### WHAT TO WORK ON
Scan the entries for lines with the word "instance", then copy those lines.

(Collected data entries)

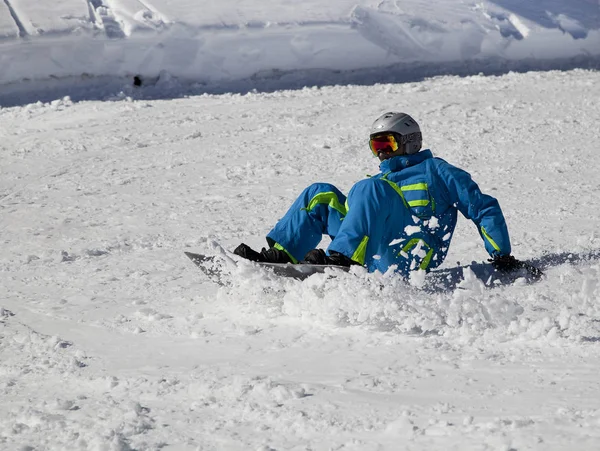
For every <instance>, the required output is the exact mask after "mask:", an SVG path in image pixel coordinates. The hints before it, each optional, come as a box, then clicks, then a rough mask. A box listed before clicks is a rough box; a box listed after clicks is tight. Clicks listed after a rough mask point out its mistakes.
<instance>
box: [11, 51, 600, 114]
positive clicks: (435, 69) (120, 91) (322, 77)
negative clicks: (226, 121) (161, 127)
mask: <svg viewBox="0 0 600 451" xmlns="http://www.w3.org/2000/svg"><path fill="white" fill-rule="evenodd" d="M572 69H588V70H600V56H591V55H587V56H586V55H582V56H578V57H574V58H566V59H556V60H537V59H528V60H520V61H510V60H500V59H497V58H495V59H489V60H483V59H481V60H470V61H457V62H453V63H444V64H440V63H435V64H432V63H421V64H416V63H411V64H395V65H391V66H387V67H378V68H370V69H360V70H351V71H336V70H324V69H323V70H319V69H311V70H300V71H298V70H295V71H289V72H284V71H280V70H271V71H265V72H262V73H260V74H256V75H254V76H252V77H250V78H247V79H244V80H235V81H222V82H214V83H202V82H193V81H181V80H177V79H175V78H173V77H170V76H167V77H164V78H165V79H162V78H161V77H154V78H144V77H142V76H140V77H136V78H137V80H134V77H108V76H105V77H91V76H85V77H66V78H53V79H50V80H43V81H32V80H30V81H22V82H19V83H11V84H7V85H0V107H4V108H8V107H14V106H23V105H28V104H31V103H35V102H43V103H47V102H51V101H54V100H56V99H62V98H63V97H66V96H69V97H70V98H71V100H72V101H73V102H80V101H86V100H95V101H118V100H122V99H123V98H125V97H131V98H132V99H134V100H165V99H176V98H182V97H188V96H197V95H202V94H226V93H232V94H247V93H250V92H258V93H270V92H274V91H279V90H297V89H302V88H305V87H319V88H320V87H325V86H335V85H358V86H371V85H374V84H378V83H383V84H385V83H414V82H419V81H423V80H424V79H427V78H431V77H436V76H443V75H453V76H460V77H467V76H472V75H478V74H483V75H502V74H506V73H508V72H521V73H524V72H530V71H550V70H559V71H567V70H572ZM134 83H135V84H136V85H139V86H134Z"/></svg>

### ANSWER
For every <instance>, the required output is the exact mask after "mask:", an SVG path in image pixel coordinates. The hints before it, each optional, come as a box, then clicks, then a rough mask. A box listed before clicks is a rough box; a box listed after clicks is tight. Clicks listed after a rough mask point out its mistakes.
<instance>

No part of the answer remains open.